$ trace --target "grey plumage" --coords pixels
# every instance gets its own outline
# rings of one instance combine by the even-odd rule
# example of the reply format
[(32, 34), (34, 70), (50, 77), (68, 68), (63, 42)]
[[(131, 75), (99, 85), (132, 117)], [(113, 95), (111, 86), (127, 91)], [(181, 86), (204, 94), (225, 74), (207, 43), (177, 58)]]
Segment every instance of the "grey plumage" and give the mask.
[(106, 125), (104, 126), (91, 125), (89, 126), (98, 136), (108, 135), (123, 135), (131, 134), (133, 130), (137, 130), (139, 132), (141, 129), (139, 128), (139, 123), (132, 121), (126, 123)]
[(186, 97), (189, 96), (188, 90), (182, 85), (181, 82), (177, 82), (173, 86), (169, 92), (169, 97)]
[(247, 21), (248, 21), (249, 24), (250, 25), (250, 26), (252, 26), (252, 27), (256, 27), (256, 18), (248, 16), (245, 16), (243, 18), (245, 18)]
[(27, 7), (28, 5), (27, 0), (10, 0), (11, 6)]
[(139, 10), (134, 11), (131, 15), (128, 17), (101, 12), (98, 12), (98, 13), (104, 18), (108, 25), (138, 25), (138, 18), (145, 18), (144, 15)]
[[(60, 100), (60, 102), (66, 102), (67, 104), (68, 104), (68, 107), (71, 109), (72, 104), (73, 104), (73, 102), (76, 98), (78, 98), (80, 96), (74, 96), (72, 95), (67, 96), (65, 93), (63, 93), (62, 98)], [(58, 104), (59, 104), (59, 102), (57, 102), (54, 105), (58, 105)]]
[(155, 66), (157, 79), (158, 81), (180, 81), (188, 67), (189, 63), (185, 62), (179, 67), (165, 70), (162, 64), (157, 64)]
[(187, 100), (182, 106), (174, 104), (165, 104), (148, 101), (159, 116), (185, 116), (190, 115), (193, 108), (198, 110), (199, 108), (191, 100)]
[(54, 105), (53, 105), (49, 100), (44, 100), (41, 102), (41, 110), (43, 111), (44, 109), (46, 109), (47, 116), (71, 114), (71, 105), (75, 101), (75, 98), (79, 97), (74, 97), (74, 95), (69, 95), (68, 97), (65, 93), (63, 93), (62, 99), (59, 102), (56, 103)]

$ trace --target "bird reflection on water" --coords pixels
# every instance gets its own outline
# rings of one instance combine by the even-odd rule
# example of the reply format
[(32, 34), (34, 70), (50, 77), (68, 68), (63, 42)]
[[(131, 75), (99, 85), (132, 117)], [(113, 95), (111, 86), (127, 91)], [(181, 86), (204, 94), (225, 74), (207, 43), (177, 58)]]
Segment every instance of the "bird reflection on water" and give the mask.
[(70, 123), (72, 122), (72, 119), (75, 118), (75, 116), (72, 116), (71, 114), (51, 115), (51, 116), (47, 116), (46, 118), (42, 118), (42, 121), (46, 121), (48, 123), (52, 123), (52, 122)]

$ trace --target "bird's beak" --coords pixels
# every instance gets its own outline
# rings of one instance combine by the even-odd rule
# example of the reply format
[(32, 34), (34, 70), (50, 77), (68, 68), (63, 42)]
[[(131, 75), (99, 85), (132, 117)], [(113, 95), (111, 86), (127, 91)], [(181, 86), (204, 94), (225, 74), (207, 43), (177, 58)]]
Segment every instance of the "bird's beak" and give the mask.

#### THE TASK
Could you rescale the data from its start through the line containing "121), (126, 123)]", rewriting every line with the requests included? Multiply each polygon coordinate in the answers by 0.95 and round to whole numbers, halves up, but leave the numbers in the requests and their format samples unchanged.

#### COMPLETE OUTPUT
$ trace --target "grey plumage" --coords pixels
# every instance gets its own outline
# rings of one instance combine by the even-odd rule
# example of the reply format
[(32, 34), (34, 70), (50, 77), (68, 68), (63, 42)]
[[(131, 75), (99, 85), (132, 117)], [(113, 95), (111, 86), (127, 91)], [(181, 86), (204, 94), (225, 74), (207, 43), (177, 58)]]
Segment every instance of the "grey plumage" and give the mask.
[(101, 119), (99, 120), (86, 119), (85, 120), (93, 129), (103, 128), (117, 128), (124, 127), (126, 124), (130, 124), (132, 125), (134, 123), (132, 122), (132, 117), (125, 115), (120, 117)]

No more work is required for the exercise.